### Article
-- BEGIN --

The Rape Question
She led him on. He raped her. Who's to blame?
If you’re lucky enough to live in a high-functioning social circle, you may have never met anyone involved in a rape. And assuming you also didn’t read much about rape online, rape might seem something completely abstract to you.
With these assumptions, when you see or hear the word “rape”, you might think of:
(Case 1A)
A woman is being violently assaulted at night on a street by a stranger, then dragged into a dark alley and brutally raped.
However, if you ever heard any woman telling her actual rape story, it most likely wasn’t a violent assault by a stranger but date rape. Something along the lines of:
(Case 1B)
A woman and a man are having a date. Things are getting hot and fun for both of them.
Eventually, they end up in a bedroom. They get to first, second or third base.
But at some point, things get out of hand. She no longer feels safe and comfortable. She doesn’t want to go all in. But he does. She says “No”, loudly and clearly. He doesn’t listen. He penetrates her with his penis.
She doesn’t enjoy this at all. When she wakes up next day, she feels devastated. Used. Raped.
Now, in many date rape stories, the matter of consent is often ambiguous. A gray area. Some women just let sex happen to them when they don’t really want it or are just not sure, without explicit statement of non-consent. Some fake enthusiastic consent. Some retroactively retract consent on a whim, or based on overall negative impression about the encounter, and vice-versa - the rapist’s behavior during and after the act (be it gaslighting or romance and aftercare) leads to an overall positive impression and brushing off the fact of non-consent.
For the sake of this discussion, let’s assume that this is none of the above. This is an unambiguous case where the woman has loudly and clearly said “No” and had a very negative impression both during and after the act.
People judging the participants of such rape are usually split in two camps:
Camp A: “She didn’t consent. This is clearly rape. Rape is always wrong.”
Camp B: “Well, yes, but… they were dating/she wore heels and a short skirt/she was provocative/she was drunk/they were making out/she followed him into the bedroom/she knew what she was walking into/she knew the risk - or at least she should’ve known it. If she didn’t go back to his/her place/hotel room with him, none of this would’ve happened.
Camp A: “This is bullshit. This is victim blaming. It doesn’t matter that she did any of those things. None of this absolves him of blame. Rape is always wrong regardless of what she did.”
<Camp A and Camp B start yelling at each other>
Camp A puts all blame on the rapist. Camp B partially absolves the rapist of blame and also put some blame on the victim.
Arguably, there’s also a very small and radical Camp C - religious fundamentalists, armchair evolutionary psychologists1 and Louis Theroux documentary-grade online masculinity influencers like Roosh V - who might mutter something about rape being part of male or human nature and our evolutionary past, or say that the woman’s behavior leading up to the rape proves her consent.
According to the radical Camp C, the date rape is absolutely the woman’s fault.
Which camp is right? My answer is: neither of them.

-- END --

### Dataset extract

-- BEGIN --

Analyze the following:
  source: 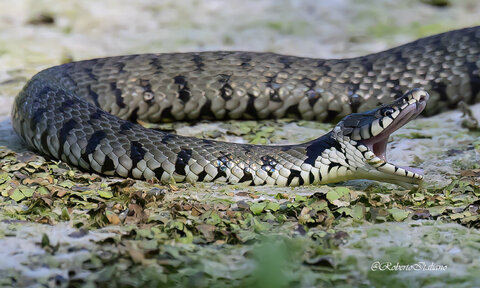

-- END --

### What the task requires
Answer these questions from the article "The Rape Question":
1. In Case 1A, where is the woman dragged after the assault on the street?
2. In Case 1B, what does the woman say, and how does she say it?
3. Who is named as an example of an online masculinity influencer in Camp C?
The material isn't needed for what follows.

### Reply
1. Into a dark alley.
2. She says "No," loudly and clearly.
3. Roosh V.